Directions for this task >>
Continue the race story below, picking up right after its final sentence.

Text block >>
--------------------

I took turn six with all the speed I could, and set myself up for a good line through turn seven. I apexed and rolled into the throttle a little too quickly as I tracked out, fishtailing wildly as cars blew past me. I saved the car and hauled after them.

(Another side note: I had believed that the oversteer was due to too much throttle applied at the exact rpm at which the turbo spooled up, making me break loose, but it seems there's more to it than that. I spoke to Rick last week and this is what he told me: "I didn't want to scare you at the time, but the motor was boiling off a little coolant, and it was running down the body and splashing onto the rear tires." Six months later, this was news to me.)

I hit terminal velocity at about 138 mph two thirds of the way down the back straight. I crested the hill before it dove down to the turn 10 A/B complex, left at A, uphill right at B. Omigod! Ken and Angela slammed into one another and had nearly come to rest under the bridge at turn eleven as I knifed past to their left. I believe Jace in the Corvette was disappearing around turn one when I again made the front straight. Uphill on one, a little left at turn two, and sunlight sizzled off the yellow Vette, motionless in a run off area before the sweeping turn three and the esses. I was the only car I could see on the track as I completed a much better turn seven and took to the back straight again, this time flying by Clay Dale as his formerly race-leading Camaro sat dead in the grass, the victim of a shattered carbon-fiber driveshaft. I had passed four cars out of six to retake second place, and Clarence was in my sights.

I managed to use the better agility of the Z to catch up to Clarence, but I could do nothing to prevent him from burning me once we got to the back straight. I set myself up to the inside of the track before 10A/B and late-braked Clarence without excessive difficulty in A, with a car or two lead by the time we exited B, flung ourselves under the bridge on the blind turn eleven, and skittered across the track on the diving, off-camber turn twelve. The editors chose to skip that pass, however, but it's ok. I'm sure Clarence's 17th joke about women drivers was more worthy of the viewers' time than a pass for the lead anyway. At least I'm not bitter about it.

--------------------

Data segment >>
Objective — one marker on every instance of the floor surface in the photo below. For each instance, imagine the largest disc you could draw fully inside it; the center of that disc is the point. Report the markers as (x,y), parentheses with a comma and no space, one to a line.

--------------------

Answer to this exercise >>
That Challenger's 440 was asking questions my wheezing turbo Z couldn't answer, and once again I was passed before turn one. I dogged Clarence through the turns but didn't pass him again. I knew the lighter Z could out brake the heavy muscle car every time on the turn 10 complex, and I knew I could hold him off until after the finish line once I'd done it. I almost a lap ahead of everyone but Clarence, and I would bide my time. I waved to Clay as we tore by him on the straight and he waved back. This was fun.
My eyes were down track on turn five at the end of the esses when God hit the slow-mo button on his remote. My rpms fell smoothly away and my car slowed to a halt off line before the turn before the motor died. I radioed it back to the pits: the car had overheated and killed itself. I couldn't get it started. Clarence swung all the way around the track and passed me again before I got the engine to turn over in limp home mode and I stuttered around three-quarters of the track on what felt like two cylinders before I was able to coast downhill into the pits. The pace car came by with Clarence, Ken and Angela rumbling behind.

My thermostat had clanged shut, and the whole team raided every cooler the crew had in order to pour bottle after bottle of water into the radiator. The first bottle instantly vaporized, scalding an extra mechanic we had somehow picked up with a jet of steam. Meanwhile, the race began again with the three cars grouped tightly together. Many long minutes had passed and there was no longer any chance of my winning. I just wanted to finish. I didn't want this one to end in a DNF. We got some water back in the car, got it started up, and I got back on the track. I completed several more modest laps before I got my own checkered flag. I pulled into the pits just in time to see Angela spinning the Mustang in crazed donuts on the other side of the fence. Holy shit, she'd done it. That girl driver could drive.

The show closed with the presentation of the check while Lou stormed back and forth contesting the outcome. The cars had all been fitted with transponders and had been clocked by Road Atlanta officials, however, so his dispute was for naught.

The Godfather team crowded together for the ceremony and they told me how proud they were of me and I apologized for not keeping a better eye on the temp gauge. Clarence and Angela, the best of friends in the real world despite their portrayal on television, were inseparable. Everyone agreed that the past two weeks had been fantastic.

I returned to the set and Rick told me to go take a look at my banner in the garage. A paper sign had been taped to my banner right where the "Help Wanted" sign had been when Shawn quit. Yeah, yeah, Xbox gamer boy, I'd heard it all. That wasn't it, though. As I got closer I could read the sign. And I got a lump in my throat. It was in black marker with an arrow pointing up toward my face, and there were only three words: "Race Car Driver." I don't know why, but I think it was the underline that got me. I couldn't thank they guys enough for that.

Everyone cleaned up and met at a bar outside town for the wrap party. The smiles were just that much brighter with the addition of booze to the equation for everyone but Jace who, at 17, was stuck with soda for another couple years. We struck the set the next day and cleaned up. I got on a plane and thought about the nature of luck.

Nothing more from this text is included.